__Task brief__
If an entry holds a picture, leave that picture out and reproduce everything else exactly.

__Listed entries__
==================================================

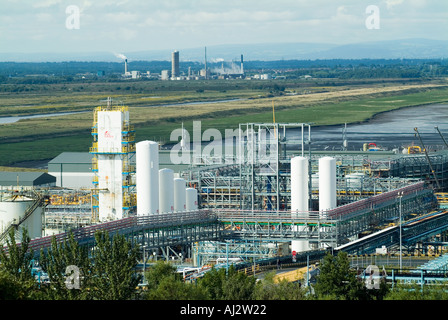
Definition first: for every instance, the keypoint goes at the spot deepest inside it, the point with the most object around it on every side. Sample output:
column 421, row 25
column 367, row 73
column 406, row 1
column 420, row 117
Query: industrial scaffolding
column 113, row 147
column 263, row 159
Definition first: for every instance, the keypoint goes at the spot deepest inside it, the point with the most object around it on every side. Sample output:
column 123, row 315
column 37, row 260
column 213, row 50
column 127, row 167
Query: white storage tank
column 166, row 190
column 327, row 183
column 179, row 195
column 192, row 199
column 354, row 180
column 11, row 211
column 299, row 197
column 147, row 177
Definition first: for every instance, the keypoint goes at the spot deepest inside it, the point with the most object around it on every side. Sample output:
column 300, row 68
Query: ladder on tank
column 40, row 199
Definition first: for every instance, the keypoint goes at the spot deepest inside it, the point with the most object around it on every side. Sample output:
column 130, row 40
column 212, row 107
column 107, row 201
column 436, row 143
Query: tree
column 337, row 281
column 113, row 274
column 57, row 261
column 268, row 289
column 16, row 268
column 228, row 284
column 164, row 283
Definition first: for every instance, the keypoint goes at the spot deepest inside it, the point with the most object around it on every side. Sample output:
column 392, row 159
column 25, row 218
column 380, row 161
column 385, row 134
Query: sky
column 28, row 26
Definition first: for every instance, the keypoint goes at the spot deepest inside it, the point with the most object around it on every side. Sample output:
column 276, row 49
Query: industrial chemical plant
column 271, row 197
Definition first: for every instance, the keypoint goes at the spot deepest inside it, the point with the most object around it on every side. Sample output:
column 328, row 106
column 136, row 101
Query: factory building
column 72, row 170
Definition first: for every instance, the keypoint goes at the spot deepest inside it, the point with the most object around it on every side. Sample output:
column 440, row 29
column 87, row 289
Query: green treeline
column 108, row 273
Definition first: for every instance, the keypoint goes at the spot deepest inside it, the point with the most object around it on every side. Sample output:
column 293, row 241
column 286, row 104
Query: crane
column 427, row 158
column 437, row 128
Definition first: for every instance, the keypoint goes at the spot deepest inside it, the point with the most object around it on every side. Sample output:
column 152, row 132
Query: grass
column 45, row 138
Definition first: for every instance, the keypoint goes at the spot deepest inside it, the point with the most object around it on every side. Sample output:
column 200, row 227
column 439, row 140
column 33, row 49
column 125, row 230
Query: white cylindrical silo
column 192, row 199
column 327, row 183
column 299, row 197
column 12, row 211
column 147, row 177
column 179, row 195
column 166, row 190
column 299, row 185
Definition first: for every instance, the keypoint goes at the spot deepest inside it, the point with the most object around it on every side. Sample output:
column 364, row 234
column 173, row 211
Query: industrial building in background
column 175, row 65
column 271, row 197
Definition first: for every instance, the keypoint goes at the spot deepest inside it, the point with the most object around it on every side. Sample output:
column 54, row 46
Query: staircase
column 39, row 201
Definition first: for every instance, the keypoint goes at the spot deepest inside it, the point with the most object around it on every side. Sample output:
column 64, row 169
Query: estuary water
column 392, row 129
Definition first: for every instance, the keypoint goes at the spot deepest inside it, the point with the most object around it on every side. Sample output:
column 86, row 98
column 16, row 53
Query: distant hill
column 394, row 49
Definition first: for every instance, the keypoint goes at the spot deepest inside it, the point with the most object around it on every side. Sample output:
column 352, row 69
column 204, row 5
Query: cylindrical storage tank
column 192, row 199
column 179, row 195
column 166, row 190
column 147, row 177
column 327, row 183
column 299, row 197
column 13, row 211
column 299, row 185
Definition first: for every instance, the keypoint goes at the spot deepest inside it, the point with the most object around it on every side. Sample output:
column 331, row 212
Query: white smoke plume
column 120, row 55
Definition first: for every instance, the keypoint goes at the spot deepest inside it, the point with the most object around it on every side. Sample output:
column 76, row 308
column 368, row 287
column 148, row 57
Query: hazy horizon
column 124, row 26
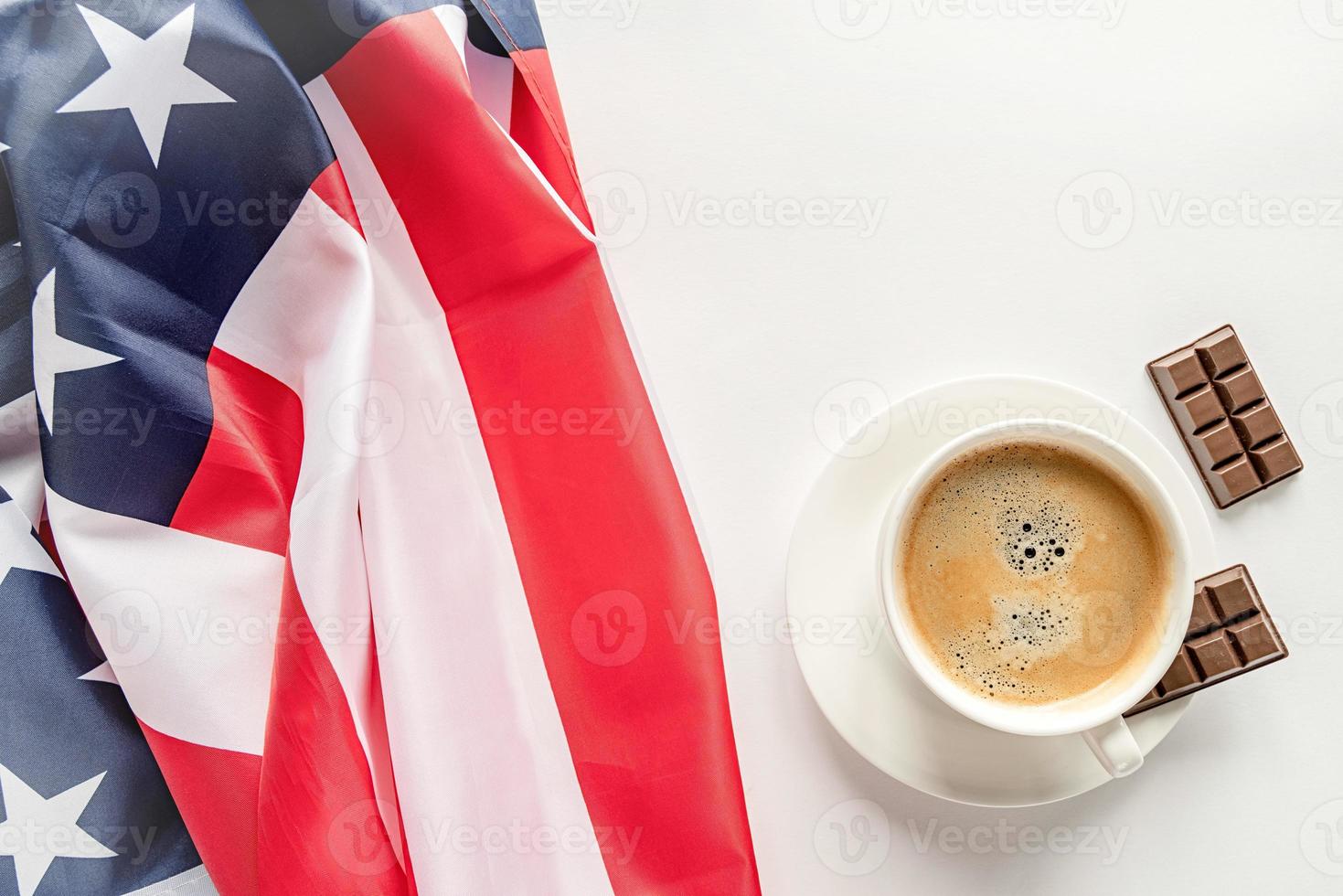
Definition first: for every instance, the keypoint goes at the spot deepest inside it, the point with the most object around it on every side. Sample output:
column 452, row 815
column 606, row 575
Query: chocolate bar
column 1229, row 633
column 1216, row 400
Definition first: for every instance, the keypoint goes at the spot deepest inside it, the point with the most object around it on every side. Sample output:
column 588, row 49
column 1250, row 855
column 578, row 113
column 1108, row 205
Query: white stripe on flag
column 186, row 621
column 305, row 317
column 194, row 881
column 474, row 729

==================================================

__Your response__
Definition first: for every instance, the keypoint goes at the spot deepest inside it, the point with the most object around it on every side. Sample output:
column 421, row 25
column 367, row 73
column 406, row 1
column 420, row 117
Query: industrial scaffolding
column 113, row 147
column 263, row 159
Definition first: for every instance, the keypoint goes at the spot deepest inside it, the point with the most object around it on every side. Sample output:
column 123, row 315
column 37, row 260
column 213, row 50
column 127, row 167
Query: white storage tank
column 166, row 190
column 327, row 183
column 179, row 195
column 192, row 199
column 354, row 180
column 11, row 211
column 299, row 197
column 147, row 177
Definition first: for every instance, the keypoint goes at the spot deepest inside it, the point with the most object around it on every side. Sample output:
column 300, row 68
Query: ladder on tank
column 40, row 199
Definition first: for every instance, the keypoint goes at the spot deepest inside it, the point with the most object around it on every side. Sample output:
column 130, row 40
column 212, row 107
column 107, row 201
column 436, row 143
Query: tree
column 337, row 281
column 113, row 274
column 57, row 261
column 268, row 289
column 16, row 268
column 228, row 284
column 164, row 283
Definition first: for every instance, the keypoint goes at the spot deepest inside it, the point with the most object around it on every side. Sample output:
column 392, row 159
column 25, row 218
column 380, row 161
column 385, row 134
Query: sky
column 28, row 26
Definition first: for every instance, the keypoint goes at the spot deepest inside it, the point with the most object around it on every side. Sample output:
column 276, row 49
Query: industrial chemical plant
column 271, row 197
Definition first: for every instance, the keypoint goes at the spot deepest inside it, the point with the most object around it on every side. Sample output:
column 328, row 106
column 136, row 101
Query: factory building
column 72, row 170
Definition first: for every instance, the keypoint goes at the spot deepest inside it, the point with the most object around it on every side. Sample output:
column 440, row 29
column 87, row 289
Query: green treeline
column 108, row 273
Definition first: for every instance, the keypoint goes at the spot deepest inside it, the point with the most object around it on every side. Sample output:
column 293, row 241
column 286, row 104
Query: crane
column 427, row 158
column 437, row 128
Definition first: for every instance, the keypoint goes at the spot deepest inside it, the point with the most object around it on every side. Sample output:
column 152, row 132
Query: grass
column 45, row 138
Definition first: for every instance, the keypoint goes at the spot deepest inside it, the point with the most object around it on every side. Sample output:
column 200, row 227
column 439, row 140
column 33, row 49
column 125, row 230
Query: white cylindrical silo
column 192, row 199
column 327, row 183
column 299, row 197
column 12, row 211
column 147, row 177
column 179, row 195
column 166, row 190
column 299, row 185
Definition first: for every instance, the keypoint goes at the spot deepest inside it, the point with the most object around it on every side. Sample output:
column 364, row 234
column 173, row 211
Query: industrial building in background
column 175, row 65
column 271, row 197
Definition first: for every instance, the keypoint goes at the spot deepest inside it, the point with the most object around it on every side. Sample output:
column 54, row 46
Query: staircase
column 39, row 201
Definition first: for every instance, the keypoint goes at the spot deepest inside it, the point with the most object around it on every side. Sample output:
column 64, row 169
Query: estuary water
column 392, row 129
Definition first: for every instance, the keypoint goes at the spot deepest inside it, the point with the most object around it on every side. Sample output:
column 86, row 98
column 16, row 53
Query: distant hill
column 394, row 49
Definition first: for every instance, the keypoint goes at the spot deepest inside it, the point with the most object around it on every side. Sample output:
column 352, row 69
column 204, row 5
Query: cylindrical storage tank
column 192, row 199
column 179, row 195
column 166, row 190
column 147, row 177
column 327, row 183
column 299, row 197
column 13, row 211
column 299, row 185
Definition first: for every instance, the keypoint goes at the spot deepest inside it, the point with the most object around it on every side. Sample output:
column 331, row 212
Query: white smoke plume
column 120, row 55
Definition first: for every instance, the keypoint goes at the spot deepest inside it, the point with the most object around it on every side. Sample output:
column 76, row 308
column 368, row 287
column 148, row 57
Query: hazy horizon
column 124, row 26
Definition first: for every instance, the keypoint goes at the spot deepest inside it, the point with the most object around it on every side. Sample output:
column 452, row 815
column 606, row 575
Query: chocolate bar
column 1229, row 633
column 1216, row 400
Definition first: for every instance, the keypoint goes at the spot deepest inside it, the point with the most object around it on every side. Sample output:
column 588, row 49
column 1250, row 855
column 578, row 113
column 1108, row 205
Query: white stripe on flag
column 186, row 621
column 305, row 317
column 194, row 881
column 474, row 729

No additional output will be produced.